We're told the building started out as a federal building in 1913. Then, it was a post office, and later home to the local community college. It sat empty for several years and fell into disrepair. But the Creativity Unlimited Arts Council decided it could be saved and used.

We recently visited with Wava Best and Rick Nelson to talk more about the center's history, and its future. "The building became available," Best said. "The city was going to tear it down and turn it into a parking lot. They offered it to us for $10,000 if we would raise $250,000 within 6 or 8 weeks. We went around, knocked on doors, and we completed that task. So we owned it."

The building has experienced a total renovation of electrical, heating and plumbing to bring everything up to code. "What we call the studio level is actually the basement," Best said. "We opened that in 2013." The studio level features several classrooms and work space areas. Then, the group moved up to the first floor. "It has a wonderful gift shop, it has our main gallery, and it has a beautiful east hallway that we've renovated. The second floor features a lovely reception area, and there's a patio off of the reception room."

The third floor is the latest development for the Prairie Arts Center. "We finally opened it in 2019," Best said. "Each floor has been at least a two-year project. Up here is more of the educational spaces. Great Plains Health is sponsor of one of the rooms. We've divided one of the large rooms on the east side into three studios. There is a computer graphics room, and in the back of that, we have what's called 'Jenny's Closet'. It features Jenny Raymond's wonderful quilted garments that she's internationally known for. She's from Brady, and she donated all of the garments to us." Perhaps the crown jewel of the third floor is the room designed to look like the studio of former North Platte artist Ted Long. "Rick Nelson was instrumental in getting that room to look like Ted Long's cabin that he worked in outside of town. Long is a well-known western artist," Best said.

Rick Nelson did much of the construction work on the building and he said at first, it looked like too big of a job. "It was not in good repair. In fact, it was in terrible repair. I had to give it some consideration," Nelson laughed. "But thankfully, I got involved. And I'm blessed to be a part of this, because we've taken a building that was on its last breath, and we've given it life. It's just been a wonderful experience for me, and for all of us that have been a part of it."

§ DATASET EXCERPT
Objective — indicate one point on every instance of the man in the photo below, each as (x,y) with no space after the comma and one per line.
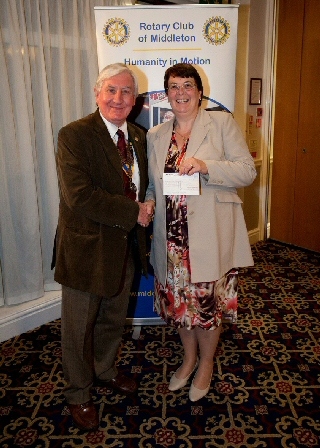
(100,233)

§ WHAT IS NEEDED
Could you write out the passage about the Prairie Arts Center building between "We're told the" and "saved and used.", inclusive, switching "post office" to "library"?

§ TASK SOLUTION
We're told the building started out as a federal building in 1913. Then, it was a library, and later home to the local community college. It sat empty for several years and fell into disrepair. But the Creativity Unlimited Arts Council decided it could be saved and used.